5.5 Data Security and Data Processing; Privacy.

(a) Data Security. Qorums does not hold sensitive User Data such as salary information, social security numbers, or tax information. Qorums may hold candidate historical information, home address, and contact information which the candidate has provided, and is considered public information by Qorums. However, Qorums will implement and maintain commercially reasonable and industry standard administrative, physical, organizational and technical safeguards designed to prevent unauthorized use, access, processing, destruction, loss, alteration or disclosure of any User Data, which you provide through the Qorums Services and that Qorums hosts. Such safeguards will include, at minimum, an industry standard information security program to safeguard such User Data as well as procedures to help ensure that only those with a “need to know” have access to such User Data. Qorums will take commercially reasonable measures to investigate, contain and mitigate any incident that has or potentially has compromised the security, confidentiality or integrity of any User Data. Qorums will promptly notify Customer upon becoming aware of an incident that has or potentially has compromised the security, confidentiality or integrity of such User Data. Qorums will comply with all notification obligations that may be required by applicable state and federal laws and regulations. Qorums further reserves the right to protect its network and services from external threats, including by restricting network access from various hosting providers, traffic proxies, and locations where Qorums does not conduct business.

# # # #

• [Directive 1]
Answer these questions using the data security section:
(a) Which kinds of sensitive User Data does Qorums say it does not hold?
(b) What must the safeguards include at minimum?
(c) From what may Qorums restrict network access to protect its network and services?
• [Directive 2]
Does the data security section support each statement? Answer yes or no, and quote the words that decide it.
(a) Qorums considers the candidate contact information it may hold to be public information.
(b) Qorums will notify Customer about a security incident only after its investigation is finished.
(c) Qorums holds users' tax information.
The listing comes from a separate source, not from the data security section.

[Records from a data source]
# # # #

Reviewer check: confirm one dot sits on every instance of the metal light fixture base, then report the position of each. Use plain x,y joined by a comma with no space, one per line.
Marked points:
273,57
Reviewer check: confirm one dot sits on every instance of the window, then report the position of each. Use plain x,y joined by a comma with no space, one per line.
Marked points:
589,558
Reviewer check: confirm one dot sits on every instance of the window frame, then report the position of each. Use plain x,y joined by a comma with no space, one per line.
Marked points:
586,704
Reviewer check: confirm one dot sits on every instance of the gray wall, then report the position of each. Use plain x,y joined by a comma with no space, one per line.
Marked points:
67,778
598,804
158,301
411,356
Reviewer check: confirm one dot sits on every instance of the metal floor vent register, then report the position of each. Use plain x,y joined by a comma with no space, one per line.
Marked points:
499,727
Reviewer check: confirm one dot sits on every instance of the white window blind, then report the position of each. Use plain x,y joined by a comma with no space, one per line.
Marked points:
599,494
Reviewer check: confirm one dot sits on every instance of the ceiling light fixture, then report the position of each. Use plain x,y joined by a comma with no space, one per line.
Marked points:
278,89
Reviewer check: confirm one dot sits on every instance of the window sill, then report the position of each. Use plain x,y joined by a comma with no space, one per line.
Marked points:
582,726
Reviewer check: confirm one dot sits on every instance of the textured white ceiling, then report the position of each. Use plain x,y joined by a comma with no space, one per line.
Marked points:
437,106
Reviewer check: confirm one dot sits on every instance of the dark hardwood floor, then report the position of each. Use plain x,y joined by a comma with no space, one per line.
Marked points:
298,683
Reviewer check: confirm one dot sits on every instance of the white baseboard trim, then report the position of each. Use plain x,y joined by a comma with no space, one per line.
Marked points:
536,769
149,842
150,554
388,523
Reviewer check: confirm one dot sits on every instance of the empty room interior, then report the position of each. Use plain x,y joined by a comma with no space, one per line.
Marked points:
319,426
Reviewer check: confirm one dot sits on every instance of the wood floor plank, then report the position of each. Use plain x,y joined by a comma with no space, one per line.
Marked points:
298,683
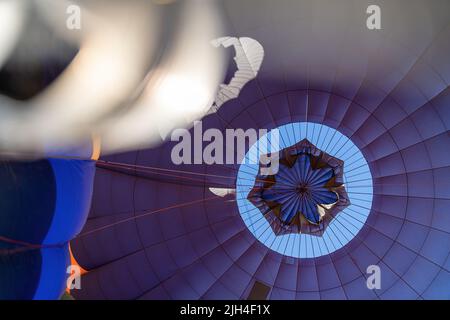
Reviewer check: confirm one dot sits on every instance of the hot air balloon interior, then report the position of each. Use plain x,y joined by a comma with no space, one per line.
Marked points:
224,150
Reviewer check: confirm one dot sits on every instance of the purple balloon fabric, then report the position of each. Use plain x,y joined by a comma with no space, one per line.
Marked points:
391,98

# # # #

• [Task result 1]
(a) Salary information, social security numbers, and tax information.
(b) An industry standard information security program to safeguard User Data, and procedures to help ensure that only those with a "need to know" have access to it.
(c) Various hosting providers, traffic proxies, and locations where Qorums does not conduct business.

• [Task result 2]
(a) Yes: "Qorums may hold candidate historical information, home address, and contact information which the candidate has provided, and is considered public information by Qorums."
(b) No: "Qorums will promptly notify Customer upon becoming aware of an incident that has or potentially has compromised the security, confidentiality or integrity of such User Data."
(c) No: "Qorums does not hold sensitive User Data such as salary information, social security numbers, or tax information."